Referring expression data

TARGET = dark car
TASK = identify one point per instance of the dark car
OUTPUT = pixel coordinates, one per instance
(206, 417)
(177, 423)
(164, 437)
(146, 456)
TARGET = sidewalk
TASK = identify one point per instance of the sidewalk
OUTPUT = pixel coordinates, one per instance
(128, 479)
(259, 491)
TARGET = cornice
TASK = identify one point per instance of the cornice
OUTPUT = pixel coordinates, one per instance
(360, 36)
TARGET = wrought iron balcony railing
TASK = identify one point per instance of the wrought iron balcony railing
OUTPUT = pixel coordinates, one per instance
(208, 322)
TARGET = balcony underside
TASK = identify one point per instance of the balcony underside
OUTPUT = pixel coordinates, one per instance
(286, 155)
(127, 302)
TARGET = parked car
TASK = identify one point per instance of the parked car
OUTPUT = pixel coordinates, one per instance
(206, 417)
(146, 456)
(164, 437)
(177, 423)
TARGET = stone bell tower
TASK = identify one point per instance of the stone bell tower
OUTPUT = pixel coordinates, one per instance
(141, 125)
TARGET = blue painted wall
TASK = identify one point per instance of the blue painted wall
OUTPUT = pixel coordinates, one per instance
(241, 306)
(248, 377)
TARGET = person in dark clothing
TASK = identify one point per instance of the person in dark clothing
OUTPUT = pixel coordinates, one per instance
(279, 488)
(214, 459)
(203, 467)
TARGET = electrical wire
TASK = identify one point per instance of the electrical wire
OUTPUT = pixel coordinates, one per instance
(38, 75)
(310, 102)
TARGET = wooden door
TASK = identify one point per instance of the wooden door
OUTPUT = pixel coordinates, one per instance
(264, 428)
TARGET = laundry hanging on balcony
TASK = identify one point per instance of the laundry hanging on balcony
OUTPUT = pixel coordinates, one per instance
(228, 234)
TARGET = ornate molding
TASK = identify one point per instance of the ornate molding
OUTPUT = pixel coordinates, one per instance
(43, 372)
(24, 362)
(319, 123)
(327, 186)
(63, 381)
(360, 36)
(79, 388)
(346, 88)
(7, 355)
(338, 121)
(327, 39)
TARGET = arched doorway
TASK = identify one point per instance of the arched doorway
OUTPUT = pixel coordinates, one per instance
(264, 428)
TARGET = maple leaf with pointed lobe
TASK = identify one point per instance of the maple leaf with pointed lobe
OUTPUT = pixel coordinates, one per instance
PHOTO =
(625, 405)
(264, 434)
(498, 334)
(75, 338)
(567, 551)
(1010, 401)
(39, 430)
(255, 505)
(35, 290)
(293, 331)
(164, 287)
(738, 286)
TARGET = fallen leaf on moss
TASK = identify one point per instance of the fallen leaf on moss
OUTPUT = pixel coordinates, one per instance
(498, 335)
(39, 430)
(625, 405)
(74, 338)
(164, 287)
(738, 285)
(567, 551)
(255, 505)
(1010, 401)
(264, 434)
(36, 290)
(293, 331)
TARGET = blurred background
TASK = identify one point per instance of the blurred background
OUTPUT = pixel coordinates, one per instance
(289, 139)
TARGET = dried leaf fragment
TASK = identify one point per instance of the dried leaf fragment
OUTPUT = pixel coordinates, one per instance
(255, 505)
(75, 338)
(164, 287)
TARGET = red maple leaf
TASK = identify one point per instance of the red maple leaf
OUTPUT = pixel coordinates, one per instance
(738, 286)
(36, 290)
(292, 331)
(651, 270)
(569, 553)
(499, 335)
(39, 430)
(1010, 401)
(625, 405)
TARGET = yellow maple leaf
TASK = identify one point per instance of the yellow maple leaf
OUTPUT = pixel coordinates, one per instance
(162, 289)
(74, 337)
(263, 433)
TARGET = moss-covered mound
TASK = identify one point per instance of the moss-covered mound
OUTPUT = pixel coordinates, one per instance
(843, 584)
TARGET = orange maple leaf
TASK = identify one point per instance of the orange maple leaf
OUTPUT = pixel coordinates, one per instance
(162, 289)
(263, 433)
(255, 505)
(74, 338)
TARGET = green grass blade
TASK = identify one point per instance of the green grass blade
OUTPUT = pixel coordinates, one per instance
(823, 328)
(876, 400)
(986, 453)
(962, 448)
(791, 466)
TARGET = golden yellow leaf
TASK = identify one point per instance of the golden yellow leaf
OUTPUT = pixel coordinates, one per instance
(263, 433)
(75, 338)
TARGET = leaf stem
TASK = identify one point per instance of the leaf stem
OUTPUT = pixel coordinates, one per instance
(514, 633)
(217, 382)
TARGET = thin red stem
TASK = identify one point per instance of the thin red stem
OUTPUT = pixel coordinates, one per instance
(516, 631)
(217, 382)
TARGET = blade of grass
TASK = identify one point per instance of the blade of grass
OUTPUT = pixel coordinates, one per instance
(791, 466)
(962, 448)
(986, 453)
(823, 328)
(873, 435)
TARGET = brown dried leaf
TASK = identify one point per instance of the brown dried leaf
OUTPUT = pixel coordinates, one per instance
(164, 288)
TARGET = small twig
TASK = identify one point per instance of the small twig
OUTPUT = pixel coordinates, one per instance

**PROBLEM TO WORK ON:** Would you set down all of the entries again, word for word?

**RESPONSE TO THIS EXERCISE:**
TARGET = dark car
TASK = identify one point per instance of the dark car
OUTPUT = pixel coordinates, one per instance
(206, 417)
(177, 423)
(164, 437)
(146, 456)
TARGET = sidewalk
TASK = identify one point per instance of the sidewalk
OUTPUT = pixel coordinates, one per instance
(128, 479)
(259, 491)
TARGET = cornice
TASK = identify one point per instance of the cornice
OUTPUT = pixel coordinates, one per instance
(360, 36)
TARGET = wrought iron balcony railing
TASK = identify one point per instance of the wrought iron balcony railing
OUTPUT = pixel coordinates, one per instance
(208, 322)
TARGET = balcony underside
TASK = identify one point per instance of the balcony underside
OUTPUT = pixel coordinates, one per instance
(286, 155)
(127, 302)
TARGET = parked car
TASK = identify one point per instance of the parked car
OUTPUT = pixel coordinates, one per instance
(206, 417)
(146, 456)
(164, 437)
(177, 423)
TARGET = stone bell tower
TASK = identify one point per instance of the stone bell tower
OUTPUT = pixel coordinates, one per instance
(141, 125)
TARGET = blue painted wall
TASK = identify one point per instance of the blue painted wall
OUTPUT = pixel coordinates, one per instance
(241, 306)
(248, 377)
TARGET = person in dark clothing
TASK = identify one point per instance of the person in dark clothing
OUTPUT = pixel coordinates, one per instance
(279, 488)
(214, 459)
(203, 467)
TARGET = electrical wire
TASK = identify one point per instance of the electrical wire
OUTPUT = pixel coordinates, one per instance
(38, 75)
(310, 102)
TARGET = wooden door
TASK = identify one point per instance of the wooden door
OUTPUT = pixel coordinates, one per instance
(264, 428)
TARGET = laundry hanging on balcony
TASK = identify one point per instance of the laundry hanging on balcony
OUTPUT = pixel coordinates, one per instance
(228, 234)
TARGET = ornate molding
TASK = identify one point per instance of the ornate molding
OUTPUT = pixel coordinates, one per instance
(43, 372)
(24, 362)
(319, 123)
(327, 186)
(63, 381)
(360, 36)
(79, 388)
(346, 88)
(7, 355)
(338, 121)
(327, 39)
TARGET = arched doorway
TASK = identify one point per instance of the arched doorway
OUTPUT = pixel coordinates, one per instance
(264, 428)
TARGET = maple leaf with pointed lobe
TASK = identify one point per instance of the maple leaf with pointed lobe
OUTPUT = pixel coordinates, one per instance
PHOTO =
(625, 405)
(264, 434)
(498, 334)
(75, 338)
(567, 551)
(1010, 401)
(39, 430)
(255, 505)
(35, 290)
(293, 331)
(164, 287)
(738, 286)
TARGET = fallen leaf on moss
TASK = identify one point per instance of the fallen leaf on moss
OUTPUT = pixel coordinates, one per instance
(498, 335)
(39, 430)
(625, 405)
(74, 338)
(164, 287)
(738, 285)
(567, 551)
(255, 505)
(1010, 401)
(264, 434)
(36, 290)
(293, 331)
TARGET = blurred background
TASK = identify one point per instance of the blurred background
OUTPUT = pixel coordinates, one per instance
(289, 139)
TARGET = dried leaf fragment
TASK = identify one point per instance of the dried leaf fragment
OUTPUT = pixel coordinates, one per instance
(255, 505)
(75, 338)
(164, 287)
TARGET = red maple leaf
TASK = identify one point per instance of the red maple leaf
OUTPUT = pixel coordinates, one per instance
(738, 286)
(36, 290)
(292, 331)
(651, 270)
(569, 553)
(499, 335)
(39, 430)
(1010, 401)
(625, 405)
TARGET = yellow maple leaf
TASK = identify one point per instance of the yellow maple leaf
OUTPUT = pixel coordinates, one per instance
(162, 289)
(74, 337)
(263, 433)
TARGET = moss-covered mound
TASK = identify one point per instance of the moss-covered mound
OUTPUT = pixel coordinates, one per instance
(843, 584)
TARGET = orange maple leaf
TASK = identify one point per instance of the orange maple leaf
OUTPUT = pixel coordinates, one per instance
(162, 289)
(263, 433)
(255, 505)
(74, 338)
TARGET = green grass blade
TASK = identify one point per instance of the green grass blade
OUTPUT = pixel coordinates, one per instance
(823, 328)
(876, 400)
(986, 453)
(962, 448)
(791, 466)
TARGET = golden yellow leaf
TASK = identify one point per instance of the golden yellow leaf
OUTPUT = pixel coordinates, one per instance
(263, 433)
(75, 338)
TARGET = leaf stem
TASK = identify one point per instance of the leaf stem
OUTPUT = pixel coordinates, one per instance
(514, 633)
(217, 382)
TARGET = thin red stem
TASK = identify one point per instance of the thin red stem
OUTPUT = pixel coordinates, one per instance
(516, 631)
(217, 382)
TARGET = blade of grass
TASK = identify one point per instance of the blade of grass
OUTPUT = pixel coordinates, one per instance
(791, 466)
(962, 448)
(986, 453)
(823, 328)
(873, 435)
TARGET = brown dried leaf
TASK = identify one point per instance of the brown dried leaf
OUTPUT = pixel coordinates, one per instance
(164, 288)
TARGET = small twig
TASK = identify one point per instance of the small twig
OUTPUT = pixel coordinates, one per instance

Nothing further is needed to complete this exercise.